» Task brief
Each line from the one containing "Check that each instance of the shade" through the final line of the data below must be repeated exactly.

» Exercise data
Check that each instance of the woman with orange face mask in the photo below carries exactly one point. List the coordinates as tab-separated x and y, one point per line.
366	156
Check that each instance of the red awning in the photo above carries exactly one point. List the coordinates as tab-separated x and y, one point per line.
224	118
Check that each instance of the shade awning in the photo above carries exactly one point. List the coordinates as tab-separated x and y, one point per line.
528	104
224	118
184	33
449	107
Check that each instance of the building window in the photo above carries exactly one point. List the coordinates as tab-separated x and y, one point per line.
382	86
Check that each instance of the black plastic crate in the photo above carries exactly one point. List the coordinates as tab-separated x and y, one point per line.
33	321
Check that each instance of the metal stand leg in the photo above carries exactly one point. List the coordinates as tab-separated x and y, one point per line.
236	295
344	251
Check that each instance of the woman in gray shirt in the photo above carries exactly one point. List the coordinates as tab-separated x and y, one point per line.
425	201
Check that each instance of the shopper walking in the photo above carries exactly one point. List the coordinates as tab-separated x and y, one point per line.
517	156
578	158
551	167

» Result for this exercise
Check that each instance of the shade awning in the photo above carries exactly one point. List the coordinates as tab-separated x and y, one point per line.
528	104
224	118
184	33
449	107
Check that each instance of the building window in the photo above carries exactly one point. List the coordinates as tab-separated x and y, one point per line.
382	86
Check that each instance of the black plastic crate in the photo above carries exactly one point. List the coordinates as tab-separated x and y, one point per line.
33	321
Check that each instance of the metal stand leg in the photo above carries exactly one point. List the coordinates as tab-separated x and y, one point per line.
236	295
344	251
Check that each instance of the woman in gray shirt in the photo above carries exactly one point. List the coordinates as tab-separated x and y, one point per line.
425	201
Check that each instance of the shopper walking in the photo above carries exactly one point. List the coordinates as tab-separated x and y, one point per line.
517	156
578	158
551	167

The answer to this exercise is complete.